### WORK TO BE COMPLETED:
The output is the lines below from the one with "positive clicks: (404, 185)" through the one with "negative clicks: (336, 36) (224, 227)", both included, printed exactly and with no other line.

***

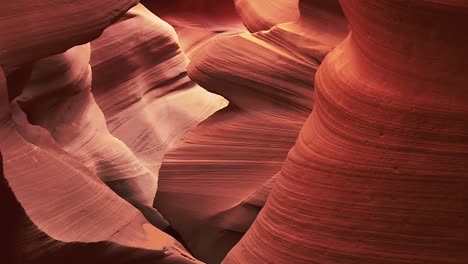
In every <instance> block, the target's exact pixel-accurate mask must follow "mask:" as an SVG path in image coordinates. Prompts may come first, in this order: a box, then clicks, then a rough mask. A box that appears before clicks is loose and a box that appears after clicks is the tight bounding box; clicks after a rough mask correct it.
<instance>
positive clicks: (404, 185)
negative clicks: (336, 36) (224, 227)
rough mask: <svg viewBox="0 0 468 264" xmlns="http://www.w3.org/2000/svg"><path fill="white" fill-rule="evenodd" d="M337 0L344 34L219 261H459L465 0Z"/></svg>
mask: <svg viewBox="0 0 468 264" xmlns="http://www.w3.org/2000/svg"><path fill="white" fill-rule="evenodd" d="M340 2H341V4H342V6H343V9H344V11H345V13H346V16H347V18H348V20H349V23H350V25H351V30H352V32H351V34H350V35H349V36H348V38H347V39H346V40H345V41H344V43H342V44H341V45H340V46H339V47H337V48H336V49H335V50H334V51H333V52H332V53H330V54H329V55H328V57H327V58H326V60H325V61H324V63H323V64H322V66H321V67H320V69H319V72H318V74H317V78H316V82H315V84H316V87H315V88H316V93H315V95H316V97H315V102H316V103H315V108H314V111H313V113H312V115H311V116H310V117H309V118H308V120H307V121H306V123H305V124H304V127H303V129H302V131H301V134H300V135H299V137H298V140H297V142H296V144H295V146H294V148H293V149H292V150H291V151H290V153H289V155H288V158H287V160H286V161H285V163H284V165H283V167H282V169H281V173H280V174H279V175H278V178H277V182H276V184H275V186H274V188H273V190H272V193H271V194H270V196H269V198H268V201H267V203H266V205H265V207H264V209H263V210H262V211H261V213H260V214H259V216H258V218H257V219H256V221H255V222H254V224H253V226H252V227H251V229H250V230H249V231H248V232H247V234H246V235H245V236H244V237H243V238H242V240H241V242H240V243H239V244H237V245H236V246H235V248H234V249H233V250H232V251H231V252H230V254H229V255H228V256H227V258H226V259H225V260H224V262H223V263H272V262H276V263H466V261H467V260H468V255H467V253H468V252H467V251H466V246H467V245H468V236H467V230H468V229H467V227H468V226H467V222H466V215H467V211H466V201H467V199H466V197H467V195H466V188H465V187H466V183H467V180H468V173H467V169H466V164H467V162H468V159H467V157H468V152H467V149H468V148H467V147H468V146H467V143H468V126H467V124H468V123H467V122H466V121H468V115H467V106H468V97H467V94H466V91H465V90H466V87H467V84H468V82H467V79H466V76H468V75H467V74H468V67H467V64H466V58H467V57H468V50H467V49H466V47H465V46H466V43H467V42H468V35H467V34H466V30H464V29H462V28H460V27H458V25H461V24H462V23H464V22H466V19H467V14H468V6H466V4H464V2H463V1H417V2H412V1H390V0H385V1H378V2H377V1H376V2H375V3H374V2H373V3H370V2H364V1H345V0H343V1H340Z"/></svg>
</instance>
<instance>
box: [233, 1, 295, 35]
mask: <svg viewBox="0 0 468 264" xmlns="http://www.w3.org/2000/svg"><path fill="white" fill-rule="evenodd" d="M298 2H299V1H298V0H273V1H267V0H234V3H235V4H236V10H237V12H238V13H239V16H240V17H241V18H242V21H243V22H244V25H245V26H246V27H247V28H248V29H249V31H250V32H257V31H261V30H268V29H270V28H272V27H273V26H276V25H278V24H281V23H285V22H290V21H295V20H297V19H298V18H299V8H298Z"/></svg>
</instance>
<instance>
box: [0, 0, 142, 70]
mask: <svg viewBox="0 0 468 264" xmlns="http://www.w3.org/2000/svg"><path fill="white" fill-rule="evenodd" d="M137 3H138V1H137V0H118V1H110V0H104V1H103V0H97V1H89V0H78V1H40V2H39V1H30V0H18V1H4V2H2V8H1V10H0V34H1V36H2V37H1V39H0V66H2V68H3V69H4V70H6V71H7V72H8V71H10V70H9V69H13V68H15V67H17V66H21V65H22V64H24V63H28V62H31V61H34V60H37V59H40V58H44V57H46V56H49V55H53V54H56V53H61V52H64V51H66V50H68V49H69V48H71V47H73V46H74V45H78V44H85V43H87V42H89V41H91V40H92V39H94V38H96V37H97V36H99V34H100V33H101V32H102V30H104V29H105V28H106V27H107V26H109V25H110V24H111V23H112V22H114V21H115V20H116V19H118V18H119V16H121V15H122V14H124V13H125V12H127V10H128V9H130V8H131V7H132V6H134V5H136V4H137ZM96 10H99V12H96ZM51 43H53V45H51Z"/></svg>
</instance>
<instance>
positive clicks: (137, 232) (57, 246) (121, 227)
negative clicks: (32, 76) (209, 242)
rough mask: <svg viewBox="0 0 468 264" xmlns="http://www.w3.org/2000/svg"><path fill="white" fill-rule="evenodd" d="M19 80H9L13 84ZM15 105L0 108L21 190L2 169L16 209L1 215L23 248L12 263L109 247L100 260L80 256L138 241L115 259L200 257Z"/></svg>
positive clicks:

***

### WRITTEN REPLY:
positive clicks: (404, 185)
negative clicks: (336, 36) (224, 227)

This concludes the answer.